#### Text excerpt

There’s a lot that can be said about the local food movement, and there are certainly a lot of opinions on it. “Local” is how you define it, just as “natural” is how you define it. For me, recognizing the food movement in America means there is a growing awareness of our the food system processes we have in place, and using this knowledge to alter our relationships with food. To me, it’s about being conscious and then making decisions about your consumption from the knowledge. Simply put though, there is no right blanket answer for everyone because every single one of us has different values and ethics.
This post is not about what’s “right” or what’s “wrong”. This post is to explain why we buy what we buy, especially when it comes to meat, and my personal journey to where I am—as best I can. My conclusions given the information I have (and am always learning) will not necessarily be the same as everyone’s choice, and I don’t expect it to be. This is a journey, like everything else in life and it’s ever changing and developing. Take from this what you will, and leave the rest, this is a long post.
I feel once you start paying attention to your food, I mean really paying attention, you start to form a mentality of now that you know, you can’t look back. You can’t shut your eyes to what you’ve seen and you can’t shut your mind to what you’ve learned, just as your mouth can’t understand a tomato grown half way around the world as the same thing that grows in your backyard. It’s not to say I don’t buy produce from the store, or eat things from the current production system (or that our current production system is all bad). I’ve realized though the more I learn about our current food production system and the more I taste what comes from my own garden, the more I want to only eat what comes from my garden and local surrounding farms who believe in humane animal husbandry, pasture raising their animals, paying attention to the earth and limiting antibiotics. In other words, I just want a farmer that is good with my ethics and in general I like.
Growing up we ate meat, but we also ate a lot of vegetarian and vegan dishes. While I knew meat came from animals it was very easy to be disconnected. I saw the meat in the store. I knew it was shipped from other places. I didn’t think of the consumables it took to do that. I also assumed in my naivety that people treated animals right, why wouldn’t they? The American picture of farms was quaint. I grew up in a suburban town with a few ties left to it’s rural roots so I saw a couple small farms with horses, beef cattle and dairy. We also had a vegetable garden growing up. I can’t remember a time in my life we didn’t. While I wasn’t all that involved in it (looking back down I wish I had been) I always knew I liked the vegetables better in the garden than in the store. I knew homemade tomatillo salsa beat canned stuff from the store any day of the week. All of this didn’t stop me though from putting it “out of sight out of mind” when it came to buying anything from the store. I remember though having waves of an uneasy feeling about meat. A twinge of “how was this really produced?” but I ignored it and ate.
Over the years the uneasy feeling turned into a quest for information, a little at a time. I don’t remember exactly when it happened because I think it happened slow. As a teenager I learned how veal was made, and I refused to eat it. I stopped eating pork chops for a long time because the idea of eating something off another animals bone bothered me. It bothered me more that I knew nothing about that animal. Years passed, I met Andy, and I met his brother.

########
#### Data

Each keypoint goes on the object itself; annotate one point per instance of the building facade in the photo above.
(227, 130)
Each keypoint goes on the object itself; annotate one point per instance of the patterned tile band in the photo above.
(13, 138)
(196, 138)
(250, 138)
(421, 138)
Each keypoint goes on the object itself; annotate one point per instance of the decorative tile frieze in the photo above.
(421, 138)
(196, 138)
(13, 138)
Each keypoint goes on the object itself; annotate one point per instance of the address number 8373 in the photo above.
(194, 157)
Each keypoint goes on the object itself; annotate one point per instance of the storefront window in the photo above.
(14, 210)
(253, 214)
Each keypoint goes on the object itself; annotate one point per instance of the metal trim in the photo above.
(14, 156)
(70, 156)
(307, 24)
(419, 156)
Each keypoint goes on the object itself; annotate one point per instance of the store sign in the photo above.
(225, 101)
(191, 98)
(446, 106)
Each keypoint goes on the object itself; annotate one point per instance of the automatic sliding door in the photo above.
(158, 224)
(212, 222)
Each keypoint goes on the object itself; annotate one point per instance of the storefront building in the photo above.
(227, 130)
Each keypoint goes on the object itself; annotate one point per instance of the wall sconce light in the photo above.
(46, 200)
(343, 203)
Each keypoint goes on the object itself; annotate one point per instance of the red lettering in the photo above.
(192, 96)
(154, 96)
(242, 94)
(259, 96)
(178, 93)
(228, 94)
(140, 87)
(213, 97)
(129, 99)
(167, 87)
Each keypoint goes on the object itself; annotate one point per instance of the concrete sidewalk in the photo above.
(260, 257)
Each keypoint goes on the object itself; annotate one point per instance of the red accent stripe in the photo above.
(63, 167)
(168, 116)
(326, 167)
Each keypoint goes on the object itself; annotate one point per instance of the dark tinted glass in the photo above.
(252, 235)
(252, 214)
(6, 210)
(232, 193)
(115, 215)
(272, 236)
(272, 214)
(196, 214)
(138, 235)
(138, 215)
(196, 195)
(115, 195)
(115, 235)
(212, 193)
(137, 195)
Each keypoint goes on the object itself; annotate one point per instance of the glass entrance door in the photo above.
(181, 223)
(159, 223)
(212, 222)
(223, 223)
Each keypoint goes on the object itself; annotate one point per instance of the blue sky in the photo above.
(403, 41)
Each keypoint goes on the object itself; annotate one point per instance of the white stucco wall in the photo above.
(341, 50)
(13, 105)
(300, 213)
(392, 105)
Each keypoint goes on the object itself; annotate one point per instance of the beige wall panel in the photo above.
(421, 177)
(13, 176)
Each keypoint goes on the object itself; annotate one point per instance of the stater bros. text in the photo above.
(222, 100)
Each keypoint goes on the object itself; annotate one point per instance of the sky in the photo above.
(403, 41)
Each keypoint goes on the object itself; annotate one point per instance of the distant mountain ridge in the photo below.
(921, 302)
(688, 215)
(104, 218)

########
#### Data

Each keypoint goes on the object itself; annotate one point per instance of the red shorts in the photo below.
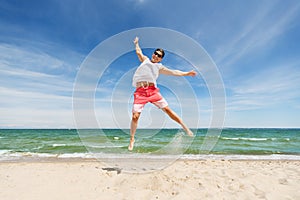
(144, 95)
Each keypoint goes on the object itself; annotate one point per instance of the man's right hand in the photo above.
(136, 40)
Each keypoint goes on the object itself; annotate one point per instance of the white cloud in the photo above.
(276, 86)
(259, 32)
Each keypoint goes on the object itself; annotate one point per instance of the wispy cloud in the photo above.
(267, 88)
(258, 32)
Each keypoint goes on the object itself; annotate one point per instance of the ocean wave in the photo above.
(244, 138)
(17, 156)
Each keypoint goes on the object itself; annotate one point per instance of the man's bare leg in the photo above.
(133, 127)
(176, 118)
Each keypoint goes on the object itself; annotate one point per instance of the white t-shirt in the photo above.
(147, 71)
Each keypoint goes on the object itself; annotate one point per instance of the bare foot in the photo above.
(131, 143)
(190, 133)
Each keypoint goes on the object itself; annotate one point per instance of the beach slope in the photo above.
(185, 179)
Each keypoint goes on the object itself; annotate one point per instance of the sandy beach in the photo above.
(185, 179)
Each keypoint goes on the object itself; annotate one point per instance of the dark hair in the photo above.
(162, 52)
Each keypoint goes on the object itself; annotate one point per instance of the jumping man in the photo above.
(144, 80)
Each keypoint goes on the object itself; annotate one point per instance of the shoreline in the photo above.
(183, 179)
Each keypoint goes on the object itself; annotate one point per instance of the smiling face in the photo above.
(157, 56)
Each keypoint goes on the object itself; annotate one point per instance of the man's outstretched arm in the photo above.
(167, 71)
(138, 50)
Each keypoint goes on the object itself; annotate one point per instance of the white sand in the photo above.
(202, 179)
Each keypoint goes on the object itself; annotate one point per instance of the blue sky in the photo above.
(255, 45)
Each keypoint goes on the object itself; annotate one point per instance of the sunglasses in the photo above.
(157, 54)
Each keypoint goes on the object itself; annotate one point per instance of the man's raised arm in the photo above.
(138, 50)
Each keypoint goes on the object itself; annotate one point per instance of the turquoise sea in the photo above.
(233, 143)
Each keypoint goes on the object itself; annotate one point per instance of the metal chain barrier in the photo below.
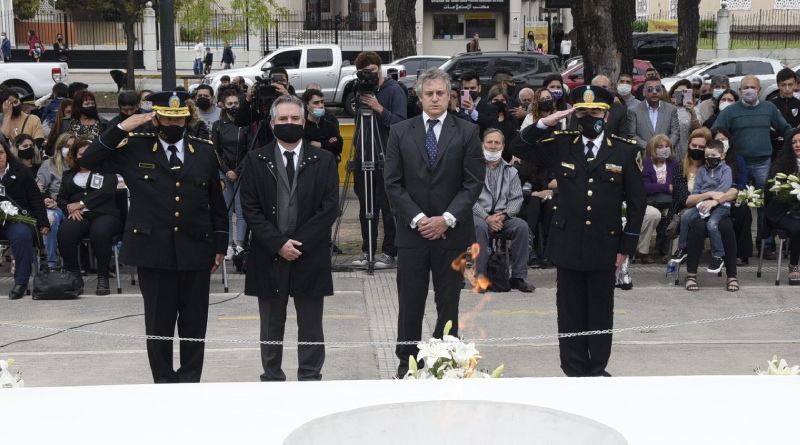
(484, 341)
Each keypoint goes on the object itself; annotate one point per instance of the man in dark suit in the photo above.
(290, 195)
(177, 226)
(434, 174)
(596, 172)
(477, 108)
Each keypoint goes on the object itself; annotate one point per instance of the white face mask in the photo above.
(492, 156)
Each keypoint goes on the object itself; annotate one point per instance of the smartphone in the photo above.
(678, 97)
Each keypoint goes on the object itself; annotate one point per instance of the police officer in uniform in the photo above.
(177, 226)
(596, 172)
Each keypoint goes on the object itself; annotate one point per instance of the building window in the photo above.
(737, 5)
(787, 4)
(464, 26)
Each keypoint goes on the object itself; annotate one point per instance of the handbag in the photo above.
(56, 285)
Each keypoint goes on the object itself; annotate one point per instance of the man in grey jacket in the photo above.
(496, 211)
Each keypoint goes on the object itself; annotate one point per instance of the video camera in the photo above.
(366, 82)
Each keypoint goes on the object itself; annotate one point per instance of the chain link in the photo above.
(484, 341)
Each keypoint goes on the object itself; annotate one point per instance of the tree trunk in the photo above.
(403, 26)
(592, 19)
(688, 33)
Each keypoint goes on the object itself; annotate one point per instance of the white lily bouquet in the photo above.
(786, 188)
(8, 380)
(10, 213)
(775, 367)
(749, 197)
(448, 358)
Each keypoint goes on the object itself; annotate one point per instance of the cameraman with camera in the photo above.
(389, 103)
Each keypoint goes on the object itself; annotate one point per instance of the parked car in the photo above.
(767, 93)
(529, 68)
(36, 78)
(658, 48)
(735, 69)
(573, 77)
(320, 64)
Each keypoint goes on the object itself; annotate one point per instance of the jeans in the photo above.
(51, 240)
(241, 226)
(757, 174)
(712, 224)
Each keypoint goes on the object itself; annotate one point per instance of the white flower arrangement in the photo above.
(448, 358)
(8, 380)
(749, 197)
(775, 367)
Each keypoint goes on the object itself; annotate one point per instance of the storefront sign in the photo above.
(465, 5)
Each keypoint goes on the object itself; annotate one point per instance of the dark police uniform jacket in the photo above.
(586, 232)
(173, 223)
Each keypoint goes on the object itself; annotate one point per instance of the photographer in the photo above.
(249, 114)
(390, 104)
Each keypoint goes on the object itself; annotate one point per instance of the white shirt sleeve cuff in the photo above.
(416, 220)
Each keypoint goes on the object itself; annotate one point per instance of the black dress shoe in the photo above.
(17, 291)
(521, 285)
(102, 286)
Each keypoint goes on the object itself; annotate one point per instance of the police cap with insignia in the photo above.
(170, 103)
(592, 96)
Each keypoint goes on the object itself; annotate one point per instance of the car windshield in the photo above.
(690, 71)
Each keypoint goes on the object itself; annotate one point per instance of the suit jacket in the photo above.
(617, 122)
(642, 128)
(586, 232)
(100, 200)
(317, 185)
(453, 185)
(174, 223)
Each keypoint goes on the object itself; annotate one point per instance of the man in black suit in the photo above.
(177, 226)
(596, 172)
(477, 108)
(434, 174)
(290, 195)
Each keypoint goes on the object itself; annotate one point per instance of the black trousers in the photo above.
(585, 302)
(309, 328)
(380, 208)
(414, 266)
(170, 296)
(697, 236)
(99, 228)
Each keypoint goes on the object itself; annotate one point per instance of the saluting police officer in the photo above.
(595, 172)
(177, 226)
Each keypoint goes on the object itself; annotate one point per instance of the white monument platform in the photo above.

########

**What you will do:**
**a)** From the post about local food and buying meat, return the stretch from "Over the years" through "met his brother.".
**b)** In the post about local food and buying meat, which practices does the writer say the local surrounding farms believe in?
**c)** Write what comes next in the post about local food and buying meat, picking up after its final sentence.

**Expected outputs:**
**a)**
Over the years the uneasy feeling turned into a quest for information, a little at a time. I don’t remember exactly when it happened because I think it happened slow. As a teenager I learned how veal was made, and I refused to eat it. I stopped eating pork chops for a long time because the idea of eating something off another animals bone bothered me. It bothered me more that I knew nothing about that animal. Years passed, I met Andy, and I met his brother.

**b)**
- Humane animal husbandry
- Pasture raising their animals
- Paying attention to the earth
- Limiting antibiotics

**c)**
Casey, being a hunter, was my first real exposure to the whole process of meat. He came home with a deer he hit one day and hung it in the garage at his mom’s house. I was in shock. That’s an animal! It was an animal, not much unlike the cows, pigs, chickens and fish I ate except for one big difference – it was entirely free until the moment it wasn’t. I sat there and said to myself, “if you’re going to eat meat, you need to accept where it comes from.” I would have this same feeling years later when I went fishing. So I sat there as he dressed it (took the innards out). I gagged. I went in the house. I forced myself to go back out. It was a warm smell. It was an acceptance of life unto death. It was sad, it was eye opening and it wasn’t easy to look your food in the face. Multiple times I had to leave and go in the house as my brain tried to process the visual, the smell of a still warm animal, and the fact that life goes to death just like that. I started thinking about the animals in the store. They weren’t free. They weren’t probably treated all that great. They certainly didn’t have a free quality of life that this deer did. I sat there contemplating it and helped package up the meat.
The next day we had venison and eggs for breakfast. I didn’t think much of where the eggs came from besides “a chicken” but the venison was different. It was the first time in my life I had seen an animal turned into the food on my plate. While I still don’t love venison to this day, I can say the meat tasted entirely different and not just because it was literally a different animal.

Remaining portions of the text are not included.